REQUIRED ACTION >> Reproduce the records below exactly as they appear, omitting any pictures they contain.

START ENTRIES SHOWN

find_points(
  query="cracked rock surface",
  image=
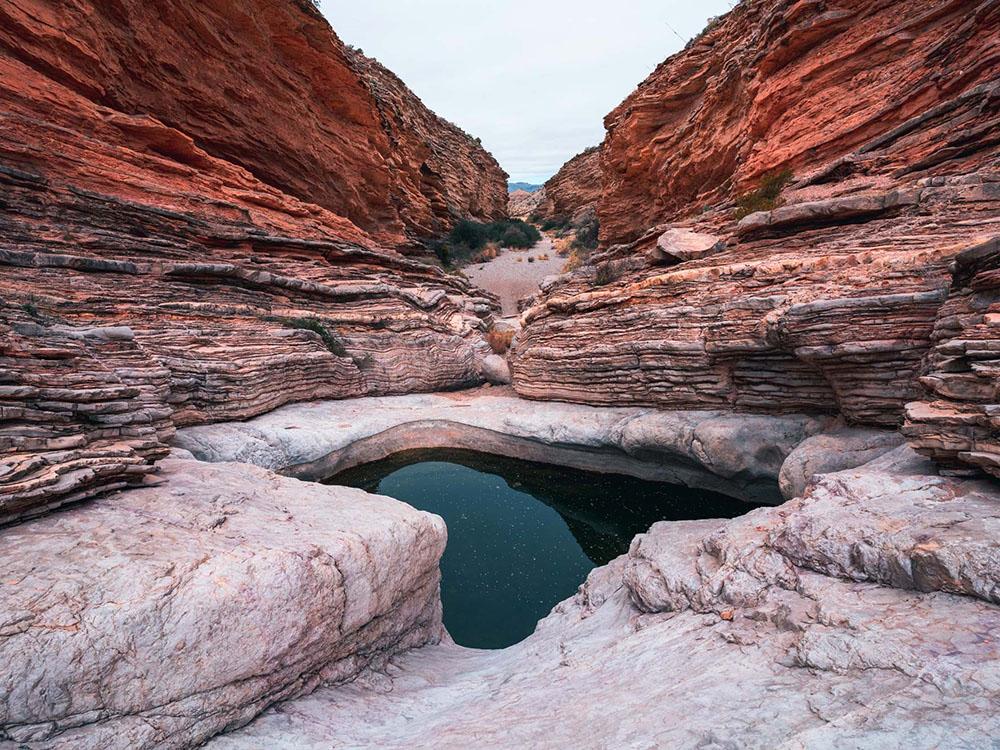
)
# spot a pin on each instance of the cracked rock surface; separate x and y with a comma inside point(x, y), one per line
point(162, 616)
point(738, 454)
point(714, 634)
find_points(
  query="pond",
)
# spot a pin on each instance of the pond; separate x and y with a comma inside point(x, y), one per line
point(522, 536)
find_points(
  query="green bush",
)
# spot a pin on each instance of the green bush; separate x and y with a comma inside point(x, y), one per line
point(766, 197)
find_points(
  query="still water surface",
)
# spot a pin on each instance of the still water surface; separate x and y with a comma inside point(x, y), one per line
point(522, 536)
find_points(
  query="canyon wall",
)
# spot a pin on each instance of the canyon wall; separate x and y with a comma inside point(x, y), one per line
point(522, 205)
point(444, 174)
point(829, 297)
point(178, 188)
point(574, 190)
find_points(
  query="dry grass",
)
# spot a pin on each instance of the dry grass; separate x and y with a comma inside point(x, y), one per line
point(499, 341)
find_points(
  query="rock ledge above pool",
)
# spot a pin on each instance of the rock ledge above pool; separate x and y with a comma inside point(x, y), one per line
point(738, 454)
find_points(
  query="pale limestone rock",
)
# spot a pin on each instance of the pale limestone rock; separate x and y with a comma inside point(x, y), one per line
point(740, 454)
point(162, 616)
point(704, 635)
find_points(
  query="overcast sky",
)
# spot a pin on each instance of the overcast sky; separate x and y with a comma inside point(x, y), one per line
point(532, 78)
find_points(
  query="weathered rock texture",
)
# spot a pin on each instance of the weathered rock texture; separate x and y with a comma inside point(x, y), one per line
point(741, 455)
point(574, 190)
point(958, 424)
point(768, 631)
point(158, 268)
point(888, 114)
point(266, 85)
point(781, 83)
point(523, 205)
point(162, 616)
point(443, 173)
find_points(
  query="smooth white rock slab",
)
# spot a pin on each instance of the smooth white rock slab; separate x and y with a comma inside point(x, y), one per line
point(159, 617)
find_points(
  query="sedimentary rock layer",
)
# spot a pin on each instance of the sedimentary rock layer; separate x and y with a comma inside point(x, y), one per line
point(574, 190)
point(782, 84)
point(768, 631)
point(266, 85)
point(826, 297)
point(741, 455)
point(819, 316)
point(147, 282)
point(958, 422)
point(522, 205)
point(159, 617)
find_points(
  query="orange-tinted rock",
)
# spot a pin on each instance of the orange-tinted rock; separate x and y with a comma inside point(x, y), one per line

END ENTRIES SHOWN

ANSWER AREA >>
find_points(
  query="cracked rock surface",
  image=
)
# spot a pin on each instance of the cracked rock surface; separate x and y with a comma inside point(x, y), one per line
point(162, 616)
point(738, 454)
point(714, 634)
find_points(
  query="pond",
)
# spot a pin on each instance of the pond; separate x and y with a comma inside point(x, y), one per line
point(522, 536)
find_points(
  query="green bush",
)
# spot a pin on each instance of the green bush; separate x and y with a comma inside point(x, y), one per line
point(766, 197)
find_points(
  query="still water surface",
)
# spot a pin on each instance of the still water surface; separate x and y with a comma inside point(x, y), one per line
point(522, 536)
find_points(
  query="canyon wall",
)
# spot a pin on each instance of the canyon wall; separate x and y with a comma inside point(x, y), one per line
point(522, 205)
point(444, 174)
point(829, 297)
point(178, 188)
point(574, 190)
find_points(
  query="dry grass",
)
# spot a pin on each instance of the dry grass; separate x and y with a comma inside point(x, y), one per line
point(499, 341)
find_points(
  query="rock ledge above pool",
)
# spot a pin on each instance of the rock ledge above pool; separate x and y with a comma inside point(x, y), one per line
point(738, 454)
find_points(
  query="pale limestone rock",
)
# spot a pin on each instance of the pale limestone rock; separate x and y with a comma inside point(x, y), one per line
point(740, 454)
point(162, 616)
point(704, 635)
find_points(
  query="overcast sky",
)
# spot a pin on each instance of the overcast sky; separate x and y with a comma inside point(x, y), one per line
point(532, 78)
find_points(
  query="weathered rock texture",
)
# spot a pin on each instance of the weathered rock texture; separate x and y with a comma inside point(x, y), one per line
point(741, 455)
point(574, 190)
point(958, 424)
point(768, 631)
point(158, 268)
point(888, 114)
point(266, 85)
point(781, 83)
point(523, 205)
point(162, 616)
point(443, 173)
find_points(
  query="smooth white rock slab",
)
# spot a pin on each instance of the smooth white rock slab; separate x and y with a comma inside point(x, y), one per line
point(159, 617)
find_points(
  query="sedimentary rock layer",
)
# spot a pin on each instance of the sedimentary rock layer; separate x and y with a comma inside point(x, y), one per line
point(574, 190)
point(782, 84)
point(768, 631)
point(266, 85)
point(826, 297)
point(741, 455)
point(819, 316)
point(147, 282)
point(958, 422)
point(522, 205)
point(159, 617)
find_points(
  query="orange-tinted rock",
)
# spot a pin on each instance of the orange-tinted rock; separate x and y with a comma inside point(x, y), one per line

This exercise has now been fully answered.